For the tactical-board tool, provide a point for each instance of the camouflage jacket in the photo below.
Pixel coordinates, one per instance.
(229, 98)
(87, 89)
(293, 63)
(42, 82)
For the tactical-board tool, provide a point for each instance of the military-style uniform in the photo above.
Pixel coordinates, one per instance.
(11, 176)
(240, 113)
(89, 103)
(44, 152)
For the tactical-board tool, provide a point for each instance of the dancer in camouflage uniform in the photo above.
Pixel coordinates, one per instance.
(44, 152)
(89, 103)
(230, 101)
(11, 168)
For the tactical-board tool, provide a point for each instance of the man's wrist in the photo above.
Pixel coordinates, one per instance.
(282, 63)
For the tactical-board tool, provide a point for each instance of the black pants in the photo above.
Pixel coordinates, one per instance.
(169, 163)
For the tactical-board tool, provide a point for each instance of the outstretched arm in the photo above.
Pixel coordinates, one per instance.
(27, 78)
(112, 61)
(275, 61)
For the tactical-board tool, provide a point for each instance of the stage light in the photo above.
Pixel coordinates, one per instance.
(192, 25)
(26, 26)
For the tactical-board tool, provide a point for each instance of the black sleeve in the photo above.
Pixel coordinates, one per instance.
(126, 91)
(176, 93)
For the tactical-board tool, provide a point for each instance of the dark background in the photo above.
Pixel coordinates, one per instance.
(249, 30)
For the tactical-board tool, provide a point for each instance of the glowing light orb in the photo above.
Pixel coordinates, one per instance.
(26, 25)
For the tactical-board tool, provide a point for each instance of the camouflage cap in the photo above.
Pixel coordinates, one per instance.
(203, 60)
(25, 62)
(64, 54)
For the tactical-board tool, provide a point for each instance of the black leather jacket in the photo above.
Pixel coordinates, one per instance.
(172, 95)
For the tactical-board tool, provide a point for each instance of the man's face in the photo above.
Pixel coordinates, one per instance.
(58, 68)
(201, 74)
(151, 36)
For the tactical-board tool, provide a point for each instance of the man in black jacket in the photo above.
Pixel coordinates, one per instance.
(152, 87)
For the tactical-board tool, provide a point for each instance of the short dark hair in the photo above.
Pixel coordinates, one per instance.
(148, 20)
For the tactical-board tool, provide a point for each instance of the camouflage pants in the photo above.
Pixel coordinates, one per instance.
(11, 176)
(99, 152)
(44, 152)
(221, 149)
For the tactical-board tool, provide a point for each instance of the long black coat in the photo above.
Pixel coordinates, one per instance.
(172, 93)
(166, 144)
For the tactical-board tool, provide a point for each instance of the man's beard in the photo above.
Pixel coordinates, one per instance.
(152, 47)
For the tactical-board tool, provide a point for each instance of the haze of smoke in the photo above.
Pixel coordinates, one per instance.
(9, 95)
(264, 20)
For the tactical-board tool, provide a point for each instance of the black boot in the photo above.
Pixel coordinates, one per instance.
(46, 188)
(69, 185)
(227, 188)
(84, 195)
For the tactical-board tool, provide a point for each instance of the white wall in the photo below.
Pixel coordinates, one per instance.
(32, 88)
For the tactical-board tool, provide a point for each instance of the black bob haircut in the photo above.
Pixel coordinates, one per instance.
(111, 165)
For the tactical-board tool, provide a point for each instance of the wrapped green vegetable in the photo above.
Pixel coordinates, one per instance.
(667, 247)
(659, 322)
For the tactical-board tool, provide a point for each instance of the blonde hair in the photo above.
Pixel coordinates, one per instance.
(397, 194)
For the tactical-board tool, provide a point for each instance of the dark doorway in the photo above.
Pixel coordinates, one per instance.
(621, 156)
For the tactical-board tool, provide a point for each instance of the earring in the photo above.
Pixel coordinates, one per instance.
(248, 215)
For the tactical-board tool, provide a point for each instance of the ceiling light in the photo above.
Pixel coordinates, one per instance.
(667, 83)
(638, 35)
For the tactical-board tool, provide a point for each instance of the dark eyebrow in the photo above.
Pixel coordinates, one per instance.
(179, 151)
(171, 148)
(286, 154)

--- --- ---

All of the entries above should be written out again exactly.

For the tactical-board tool, provide a point for each instance of the camouflage jacket in the photo below.
Pixel coordinates, one per instance.
(229, 98)
(87, 89)
(293, 63)
(42, 82)
For the tactical-board tool, provide a point for each instance of the military-style uniform in the photo above.
Pixel coordinates, one per instance.
(11, 176)
(240, 113)
(89, 103)
(44, 152)
For the tactical-board tool, provide a point for each instance of the dancer in camouflage uniform in the photo above.
Pixel coordinates, one per instance.
(44, 152)
(89, 103)
(230, 101)
(11, 168)
For the tactical-board tool, provide a point for each instance of the man's wrist in the photo above.
Pixel coordinates, one per instance.
(282, 63)
For the tactical-board tool, provide a point for each instance of the black pants in the photo above.
Pixel coordinates, one per instance.
(169, 163)
For the tactical-board tool, provide a point for each instance of the outstretched arm in the photo above.
Pixel coordinates, one per instance.
(27, 78)
(112, 61)
(275, 61)
For the tactical-board tool, provide a point for each instance of the stage light in the photo above.
Pixel coordinates, one per instance.
(192, 25)
(26, 26)
For the tactical-board tool, provide a point for each instance of the black sleeve in the photo above.
Pixel coordinates, one per instance.
(126, 91)
(176, 93)
For the tactical-board tool, provide a point for each instance of the dark background in the photo above.
Pixel coordinates, one per instance.
(249, 30)
For the tactical-board tool, provide a point for each instance of the glowing light orb in the photo above.
Pixel coordinates, one per instance.
(26, 25)
For the tactical-board tool, provide a point for each instance of the camouflage cap in the photo above.
Pixel coordinates, one per instance.
(203, 60)
(25, 62)
(64, 54)
For the tactical-board tool, provide a point for each instance of the black leather jacket in the photo above.
Pixel coordinates, one per instance.
(172, 95)
For the tactical-board tool, provide a point for each instance of the man's face in the photo above.
Pixel coordinates, one per instance.
(58, 68)
(201, 74)
(151, 36)
For the tactical-board tool, provide a point for each instance of the man in black jacket in the photo above.
Pixel coordinates, one per instance.
(152, 87)
For the tactical-board tool, provide a point for each instance of the short dark hair in the photo above.
Pixel coordinates, one per instance.
(148, 20)
For the tactical-board tool, provide a point for each instance of the camouflage pants in the photo above.
Pixel coordinates, one per instance.
(11, 176)
(99, 152)
(44, 152)
(221, 149)
For the tactical-board tool, provide a point for each instance of the long black coat in the photo above.
Pixel coordinates, one per instance.
(172, 93)
(166, 144)
For the tactical-board tool, provide a point for each instance of the man's beard in the photo above.
Pixel coordinates, one per instance.
(152, 47)
For the tactical-board tool, provide a point for each instance of the haze of smoke in the photo above.
Pixel coordinates, one per instance.
(9, 95)
(264, 20)
For the tactical-board tool, provide a point for each instance of the black boot in the photo above.
Pixel coordinates, one per instance.
(46, 188)
(69, 185)
(227, 188)
(84, 195)
For the tactical-board tool, provide a point for each instance of the white wall in the photo below.
Pixel coordinates, one per instance.
(32, 88)
For the tactical-board tool, provide a point for each instance of the black bob haircut in the photo above.
Pixel coordinates, one per instance.
(111, 165)
For the tactical-board tool, provide a point for each instance of the wrapped green vegetable in the photo above.
Pixel coordinates, one per instance.
(667, 247)
(659, 322)
For the tactical-board tool, provide a point for each instance of the blonde hair in the photo above.
Pixel coordinates, one per instance.
(397, 194)
For the tactical-board tool, provide a point for each instance of the dark doorway in the photo above.
Pixel coordinates, one per instance.
(621, 156)
For the tactical-board tool, provide a point for each instance of the earring in the photo above.
Pixel coordinates, one per instance.
(248, 215)
For the tactical-board tool, provide a point for each instance of the ceiling light in the photo above.
Pixel coordinates, one per instance.
(667, 83)
(638, 35)
For the tactical-board tool, provide a point for each instance of the dark eyebrow in the photo above.
Pixel coordinates, one per instance.
(179, 151)
(171, 148)
(286, 154)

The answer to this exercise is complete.